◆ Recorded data
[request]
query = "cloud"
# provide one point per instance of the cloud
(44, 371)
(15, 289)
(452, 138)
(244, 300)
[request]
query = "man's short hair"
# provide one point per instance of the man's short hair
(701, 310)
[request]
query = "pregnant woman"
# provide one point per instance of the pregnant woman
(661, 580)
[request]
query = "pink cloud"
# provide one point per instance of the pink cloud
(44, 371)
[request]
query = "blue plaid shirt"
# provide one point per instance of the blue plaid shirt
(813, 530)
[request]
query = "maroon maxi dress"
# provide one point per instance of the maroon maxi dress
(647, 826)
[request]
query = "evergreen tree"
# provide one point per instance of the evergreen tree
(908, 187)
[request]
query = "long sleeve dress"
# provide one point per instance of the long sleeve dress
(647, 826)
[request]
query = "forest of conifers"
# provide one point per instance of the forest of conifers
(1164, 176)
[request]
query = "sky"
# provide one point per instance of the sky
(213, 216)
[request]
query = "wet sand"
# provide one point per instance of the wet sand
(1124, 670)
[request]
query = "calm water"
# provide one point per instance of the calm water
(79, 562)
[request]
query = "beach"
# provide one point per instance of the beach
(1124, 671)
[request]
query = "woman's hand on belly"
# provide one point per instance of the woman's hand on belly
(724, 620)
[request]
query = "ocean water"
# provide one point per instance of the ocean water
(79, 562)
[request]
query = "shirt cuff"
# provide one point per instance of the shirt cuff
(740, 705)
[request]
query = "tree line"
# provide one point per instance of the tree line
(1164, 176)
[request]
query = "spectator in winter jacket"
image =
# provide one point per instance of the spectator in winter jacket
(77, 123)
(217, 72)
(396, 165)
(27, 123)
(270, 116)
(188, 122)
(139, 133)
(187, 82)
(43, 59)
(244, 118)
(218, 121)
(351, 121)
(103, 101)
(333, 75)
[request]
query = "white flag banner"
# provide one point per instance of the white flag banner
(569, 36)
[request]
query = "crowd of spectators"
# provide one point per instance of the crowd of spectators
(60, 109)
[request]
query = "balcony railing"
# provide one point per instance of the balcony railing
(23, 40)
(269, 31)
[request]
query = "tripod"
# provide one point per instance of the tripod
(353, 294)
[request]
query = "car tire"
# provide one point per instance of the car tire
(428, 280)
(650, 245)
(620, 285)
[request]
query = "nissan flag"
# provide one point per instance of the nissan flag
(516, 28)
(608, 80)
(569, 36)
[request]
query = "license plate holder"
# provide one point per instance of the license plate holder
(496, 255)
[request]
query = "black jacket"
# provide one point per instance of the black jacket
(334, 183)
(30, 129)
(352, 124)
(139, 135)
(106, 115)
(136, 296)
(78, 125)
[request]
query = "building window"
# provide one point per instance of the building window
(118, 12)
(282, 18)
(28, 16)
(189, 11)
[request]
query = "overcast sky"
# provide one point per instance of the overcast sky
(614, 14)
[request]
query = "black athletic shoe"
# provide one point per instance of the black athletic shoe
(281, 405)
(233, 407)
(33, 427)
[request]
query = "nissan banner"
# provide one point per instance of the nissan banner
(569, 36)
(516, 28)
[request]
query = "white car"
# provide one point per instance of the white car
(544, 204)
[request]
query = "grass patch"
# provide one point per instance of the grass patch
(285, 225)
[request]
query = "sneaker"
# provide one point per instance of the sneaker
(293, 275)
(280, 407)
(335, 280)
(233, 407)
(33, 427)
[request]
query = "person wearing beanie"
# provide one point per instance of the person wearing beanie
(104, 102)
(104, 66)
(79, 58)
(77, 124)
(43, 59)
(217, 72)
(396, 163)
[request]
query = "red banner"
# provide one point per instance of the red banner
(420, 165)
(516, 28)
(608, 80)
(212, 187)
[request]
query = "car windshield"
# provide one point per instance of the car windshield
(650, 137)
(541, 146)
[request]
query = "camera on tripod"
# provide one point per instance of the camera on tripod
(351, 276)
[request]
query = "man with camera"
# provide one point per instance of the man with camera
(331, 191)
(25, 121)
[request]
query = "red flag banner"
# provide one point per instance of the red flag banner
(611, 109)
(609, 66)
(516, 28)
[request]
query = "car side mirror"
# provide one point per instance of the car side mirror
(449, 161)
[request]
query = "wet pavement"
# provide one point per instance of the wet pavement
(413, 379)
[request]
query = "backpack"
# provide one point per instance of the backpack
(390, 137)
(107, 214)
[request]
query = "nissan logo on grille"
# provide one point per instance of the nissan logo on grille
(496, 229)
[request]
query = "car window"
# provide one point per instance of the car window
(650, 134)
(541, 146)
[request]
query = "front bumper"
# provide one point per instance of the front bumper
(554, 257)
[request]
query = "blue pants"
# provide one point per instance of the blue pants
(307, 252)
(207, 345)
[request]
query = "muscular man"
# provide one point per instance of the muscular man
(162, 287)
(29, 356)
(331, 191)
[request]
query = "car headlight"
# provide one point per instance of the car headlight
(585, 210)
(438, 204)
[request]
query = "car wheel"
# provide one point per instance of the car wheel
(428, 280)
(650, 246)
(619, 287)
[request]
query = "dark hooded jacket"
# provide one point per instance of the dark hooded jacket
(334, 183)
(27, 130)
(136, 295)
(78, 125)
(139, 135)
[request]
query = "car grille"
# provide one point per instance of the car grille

◆ INSTRUCTIONS TO FOLLOW
Exactly as written, transcribe each line of the data.

◆ RESPONSE
[request]
query = "cloud"
# provide one point per instance of the cloud
(44, 371)
(15, 289)
(452, 138)
(244, 300)
[request]
query = "man's short hair"
# provide one point per instance of the man's short hair
(701, 310)
[request]
query = "pregnant woman"
# provide one point per instance of the pregnant woman
(661, 580)
[request]
query = "pink cloud"
# provide one point per instance of the pink cloud
(44, 371)
[request]
query = "blue plaid shirt"
# provide one point per instance of the blue plaid shirt
(813, 530)
[request]
query = "maroon maxi dress"
# provide one point per instance of the maroon maxi dress
(647, 826)
[request]
query = "evergreen tree"
# provide one point per instance of the evergreen tree
(908, 187)
[request]
query = "long sleeve dress"
# provide one point per instance of the long sleeve dress
(647, 826)
[request]
query = "forest of conifers"
# provide one point per instance of the forest of conifers
(1164, 176)
[request]
query = "sky"
# provide one point per instance of the sky
(213, 216)
[request]
query = "wet sand"
# provide one point per instance of the wet sand
(1124, 670)
[request]
query = "calm water"
# provide one point per instance of the calm water
(79, 562)
[request]
query = "beach"
# provide one point per instance of the beach
(1124, 671)
[request]
query = "woman's hand on belly"
# provide one point per instance of the woman's hand on belly
(724, 620)
[request]
query = "ocean water"
# provide one point per instance of the ocean water
(79, 562)
[request]
query = "shirt cuff"
# provide one point per instance of the shirt cuff
(740, 705)
[request]
query = "tree line"
# provide one point per instance of the tree line
(1164, 176)
[request]
query = "spectator in winter jacket"
image =
# provide one point per instance of the spectator in winter jacket
(77, 123)
(217, 72)
(396, 165)
(27, 123)
(270, 116)
(188, 122)
(139, 133)
(187, 82)
(43, 59)
(244, 118)
(218, 121)
(351, 121)
(103, 101)
(333, 75)
[request]
query = "white flag banner"
# provide one point per instance of the white flag banner
(569, 36)
[request]
query = "crowd of spectators"
# provide one point per instance of the crowd of spectators
(60, 109)
[request]
query = "balcony railing"
# provide one point per instance of the balcony railing
(23, 40)
(269, 31)
[request]
query = "tripod"
# provide one point per instance of the tripod
(353, 294)
[request]
query = "car tire"
# provide one point per instance of the car tire
(428, 280)
(650, 245)
(620, 285)
[request]
query = "nissan flag"
# provide one point per instance of the nissan flag
(516, 28)
(608, 80)
(569, 36)
[request]
query = "license plate holder"
# provide one point per instance of the license plate holder
(496, 255)
[request]
query = "black jacket"
# provide one point per instance of the black jacket
(334, 183)
(30, 129)
(352, 124)
(139, 135)
(106, 115)
(136, 296)
(78, 125)
[request]
query = "building window"
# provide one point per instance of the building window
(118, 12)
(282, 18)
(28, 16)
(189, 11)
[request]
query = "overcast sky"
# provide one point per instance of the overcast sky
(614, 14)
[request]
query = "black athletic shoe"
# provide one point per instance of the black athletic shoe
(281, 405)
(233, 407)
(33, 427)
[request]
query = "nissan banner"
# provide one point per instance of the nissan banner
(569, 36)
(516, 28)
[request]
query = "white car"
# provide one point per instance of the white car
(544, 204)
[request]
query = "grass patch"
# provide one point per instance of the grass patch
(285, 225)
[request]
query = "sneaker"
# provide one point per instance of the sneaker
(293, 275)
(280, 407)
(335, 280)
(233, 407)
(33, 427)
[request]
query = "person wearing beanie"
# provide one point per instance of the person wearing beanie
(104, 102)
(104, 66)
(79, 58)
(77, 124)
(43, 59)
(217, 72)
(396, 163)
[request]
query = "red banner"
# provide one point per instance of the red banner
(420, 165)
(516, 28)
(608, 80)
(212, 187)
[request]
query = "car windshield"
# provide one point per instance of the car windshield
(650, 137)
(541, 146)
[request]
query = "camera on tripod"
# provide one point per instance of the camera on tripod
(351, 276)
[request]
query = "man with camera"
# provide one point per instance of the man with camera
(331, 191)
(25, 121)
[request]
query = "red flag banner"
# provide one point per instance of the red flag banner
(611, 109)
(609, 66)
(516, 28)
[request]
query = "car side mirror"
# provide one point per instance of the car side mirror
(449, 161)
[request]
query = "wet pavement"
# provide one point per instance of the wet pavement
(413, 379)
[request]
query = "backpack"
# provide one point per instance of the backpack
(390, 137)
(107, 214)
[request]
query = "nissan logo on grille"
# provide one point per instance of the nissan logo on grille
(496, 229)
[request]
query = "car window"
# provide one point per instance of the car window
(650, 134)
(541, 146)
[request]
query = "front bumper"
# provide one point per instance of the front bumper
(554, 257)
[request]
query = "blue pants"
# provide one point per instance of the blue pants
(307, 252)
(207, 345)
[request]
query = "muscular man"
# provide one point per instance of the muscular man
(162, 287)
(29, 356)
(331, 191)
[request]
query = "car headlight"
# provide one point per instance of the car headlight
(585, 210)
(438, 204)
[request]
query = "car wheel"
# provide one point per instance of the car wheel
(428, 280)
(650, 246)
(619, 287)
[request]
query = "dark hooded jacket"
# provide one point per instance of the dark hooded jacket
(334, 183)
(27, 130)
(136, 295)
(78, 125)
(139, 135)
[request]
query = "car grille"
# provide one point per instance of the car grille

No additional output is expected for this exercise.